* **INFORMATION SHOWN**
::::

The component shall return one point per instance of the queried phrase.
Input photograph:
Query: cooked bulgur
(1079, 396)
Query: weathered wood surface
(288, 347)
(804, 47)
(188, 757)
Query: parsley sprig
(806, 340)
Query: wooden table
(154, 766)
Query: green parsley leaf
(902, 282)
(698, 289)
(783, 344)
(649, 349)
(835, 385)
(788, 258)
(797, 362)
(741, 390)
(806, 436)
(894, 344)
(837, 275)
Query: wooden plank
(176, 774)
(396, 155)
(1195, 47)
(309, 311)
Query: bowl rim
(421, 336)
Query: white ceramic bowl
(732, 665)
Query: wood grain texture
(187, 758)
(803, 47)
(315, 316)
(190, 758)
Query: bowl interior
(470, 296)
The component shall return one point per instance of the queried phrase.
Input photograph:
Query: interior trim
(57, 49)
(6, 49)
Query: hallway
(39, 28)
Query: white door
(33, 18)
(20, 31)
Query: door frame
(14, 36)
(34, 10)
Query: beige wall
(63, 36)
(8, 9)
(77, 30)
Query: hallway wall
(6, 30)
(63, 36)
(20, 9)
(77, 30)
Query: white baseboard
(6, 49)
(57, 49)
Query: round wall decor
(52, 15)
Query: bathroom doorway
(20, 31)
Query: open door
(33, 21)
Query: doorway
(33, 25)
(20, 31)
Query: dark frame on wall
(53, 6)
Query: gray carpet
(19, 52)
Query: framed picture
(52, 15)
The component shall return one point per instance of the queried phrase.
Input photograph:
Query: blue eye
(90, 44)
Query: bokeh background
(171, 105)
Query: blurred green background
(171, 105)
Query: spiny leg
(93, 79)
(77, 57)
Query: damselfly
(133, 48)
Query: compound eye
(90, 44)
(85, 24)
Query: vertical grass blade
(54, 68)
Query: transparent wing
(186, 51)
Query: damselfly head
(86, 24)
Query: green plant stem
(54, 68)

::::

Copy the data above word for word, with nothing added or left out.

* **RESPONSE**
The component shall return one point per instance of the queried phrase.
Input photograph:
Query: cooked bulgur
(1079, 396)
Query: weathered wood surface
(288, 347)
(804, 47)
(188, 757)
Query: parsley sprig
(806, 340)
Query: wooden table
(154, 766)
Query: green parsley leaf
(902, 282)
(698, 289)
(783, 344)
(649, 349)
(835, 385)
(788, 258)
(797, 362)
(741, 390)
(806, 436)
(894, 344)
(837, 275)
Query: wooden plank
(176, 774)
(396, 155)
(1195, 47)
(309, 311)
Query: bowl rim
(421, 336)
Query: white ceramic bowl
(732, 665)
Query: wood grain texture
(187, 758)
(803, 47)
(315, 316)
(190, 758)
Query: bowl interior
(470, 296)
The component shall return one point per instance of the queried phrase.
Input photograph:
Query: interior trim
(57, 49)
(6, 49)
Query: hallway
(39, 28)
Query: white door
(33, 18)
(20, 31)
Query: door frame
(14, 36)
(34, 10)
Query: beige wall
(63, 36)
(8, 9)
(77, 30)
Query: hallway wall
(6, 30)
(63, 36)
(20, 9)
(77, 30)
Query: white baseboard
(6, 49)
(57, 49)
Query: round wall decor
(52, 15)
Query: bathroom doorway
(20, 31)
Query: open door
(33, 21)
Query: doorway
(33, 25)
(20, 31)
Query: dark frame on wall
(53, 6)
Query: gray carpet
(19, 52)
Query: framed picture
(52, 15)
The component shall return one point per instance of the queried phrase.
Input photograph:
Query: blue eye
(90, 44)
Query: bokeh background
(171, 105)
Query: blurred green background
(171, 105)
Query: spiny leg
(93, 79)
(77, 57)
Query: damselfly
(133, 48)
Query: compound eye
(90, 44)
(85, 24)
Query: vertical grass blade
(54, 68)
Query: transparent wing
(186, 51)
Query: damselfly head
(86, 24)
Query: green plant stem
(54, 68)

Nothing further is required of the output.